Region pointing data

☆ ☆ ☆ ☆ ☆

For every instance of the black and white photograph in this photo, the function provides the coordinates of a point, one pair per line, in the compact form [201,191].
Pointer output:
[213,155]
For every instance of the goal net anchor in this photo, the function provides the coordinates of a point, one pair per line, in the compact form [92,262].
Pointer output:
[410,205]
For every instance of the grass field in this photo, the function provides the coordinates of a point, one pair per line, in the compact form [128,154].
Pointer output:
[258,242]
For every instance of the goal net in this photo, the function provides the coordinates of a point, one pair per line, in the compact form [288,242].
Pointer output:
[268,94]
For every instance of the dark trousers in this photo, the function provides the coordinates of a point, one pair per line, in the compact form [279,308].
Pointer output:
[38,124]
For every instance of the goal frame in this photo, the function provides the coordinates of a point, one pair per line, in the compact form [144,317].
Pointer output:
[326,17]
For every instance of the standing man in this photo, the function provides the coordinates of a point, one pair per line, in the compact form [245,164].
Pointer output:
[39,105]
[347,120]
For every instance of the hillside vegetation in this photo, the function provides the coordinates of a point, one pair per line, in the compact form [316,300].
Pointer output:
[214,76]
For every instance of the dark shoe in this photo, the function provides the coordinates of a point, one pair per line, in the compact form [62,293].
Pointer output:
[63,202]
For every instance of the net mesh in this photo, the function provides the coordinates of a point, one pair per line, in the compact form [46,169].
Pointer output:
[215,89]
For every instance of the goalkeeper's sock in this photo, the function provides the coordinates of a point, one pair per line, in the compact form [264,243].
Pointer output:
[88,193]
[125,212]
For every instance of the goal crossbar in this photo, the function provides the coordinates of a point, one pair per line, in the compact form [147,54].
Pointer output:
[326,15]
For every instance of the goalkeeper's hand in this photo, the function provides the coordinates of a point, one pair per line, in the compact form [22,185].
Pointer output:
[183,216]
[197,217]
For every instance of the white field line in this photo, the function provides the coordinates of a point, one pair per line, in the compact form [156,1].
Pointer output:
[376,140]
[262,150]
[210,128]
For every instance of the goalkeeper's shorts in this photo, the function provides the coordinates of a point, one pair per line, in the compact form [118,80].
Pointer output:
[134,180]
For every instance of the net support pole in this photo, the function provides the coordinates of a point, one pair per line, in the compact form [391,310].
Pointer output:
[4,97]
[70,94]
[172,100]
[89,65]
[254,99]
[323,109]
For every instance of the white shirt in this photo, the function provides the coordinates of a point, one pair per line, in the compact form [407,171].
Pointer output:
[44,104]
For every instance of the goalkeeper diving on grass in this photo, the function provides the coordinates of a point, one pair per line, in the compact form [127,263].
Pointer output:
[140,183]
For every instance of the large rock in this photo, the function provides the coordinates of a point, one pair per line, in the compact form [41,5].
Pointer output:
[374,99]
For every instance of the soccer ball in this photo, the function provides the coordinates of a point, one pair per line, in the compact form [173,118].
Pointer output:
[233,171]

☆ ☆ ☆ ☆ ☆

EXERCISE BRIEF
Write out each record again, keeping every word as it is.

EXERCISE RESULT
For every instance of the black and white photograph in this photo, the function provides the coordinates of a point, one pair per line, in the compact form [201,191].
Pointer output:
[213,155]
For every instance of the goal net anchor in this photo, the function provides the coordinates of a point, one pair per line, in the compact form [92,262].
Pointer output:
[410,205]
For every instance of the grass field in this photo, the function provides the coordinates of a point, one pair per line, in the compact form [128,154].
Pointer output:
[258,242]
For every instance of the goal net in this photo, the function provides the coordinates of a point, one pair per line, in the compact form [288,242].
Pointer output:
[268,94]
For every instance of the dark trousers in this photo, the function provides the coordinates of a point, one pair per line, in the compact form [279,308].
Pointer output:
[38,124]
For every instance of the goal frame in this photo, the function provides the coordinates of a point, one pair per line, in the compact form [144,317].
Pointer output:
[326,17]
For every instance of the standing man in this photo, the function provides the coordinates of a point, one pair per line, in the compact form [245,164].
Pointer output:
[39,105]
[347,120]
For every instance of the hillside vegetation in this photo, the function provides the coordinates of a point, one pair per line, in the compact form [316,300].
Pointer output:
[214,76]
For every instance of the dark shoe in this photo, the function provides the coordinates of a point, one pair per line, in the compact form [62,293].
Pointer output:
[63,202]
For every instance of the net mesh in this photo, the function provides the coordinates of a point, one pair per line, in the compact form [46,169].
Pointer output:
[215,89]
For every instance of the goalkeeper's sock in this photo, the function provides the coordinates of a point, one pair per line, in the compact form [264,243].
Pointer output:
[88,193]
[125,212]
For every instance of the goal crossbar in this photo, the function provides the coordinates of a point, one pair per line, in the compact form [147,54].
Pointer output:
[326,15]
For every instance of the goalkeeper's hand in this photo, the function provides the coordinates of a point, one pair per line, in the compact form [22,185].
Pointer output:
[183,216]
[197,217]
For every instance of the white field line in this photo, the function provides the coordinates of a point, one pair per line, in the compact form [156,1].
Pointer output:
[376,140]
[262,150]
[210,128]
For every instance of the goalkeeper's shorts in this photo, the function provides the coordinates of a point, one pair per line, in the compact form [118,80].
Pointer output:
[134,180]
For every instance of the net support pole in this photo, the function provides the coordinates of a point, one pair per line, in the compact form [391,310].
Pointer output:
[4,97]
[70,94]
[172,100]
[89,65]
[254,99]
[323,109]
For every instance of the white shirt in this photo, the function provides the coordinates of a point, one pair per line, in the compact form [407,171].
Pointer output:
[44,104]
For every instance of the goalkeeper diving on grass in this photo, the function provides the coordinates of a point, one pair per line, in the compact form [127,263].
Pointer output:
[140,183]
For every instance of the large rock in this photo, the function provides the coordinates of a point, one pair per line, in the compact form [41,5].
Pointer output:
[374,99]
For every instance of the soccer ball in this photo, the function provides the coordinates of a point, one pair per line, in the compact form [173,118].
Pointer output:
[233,171]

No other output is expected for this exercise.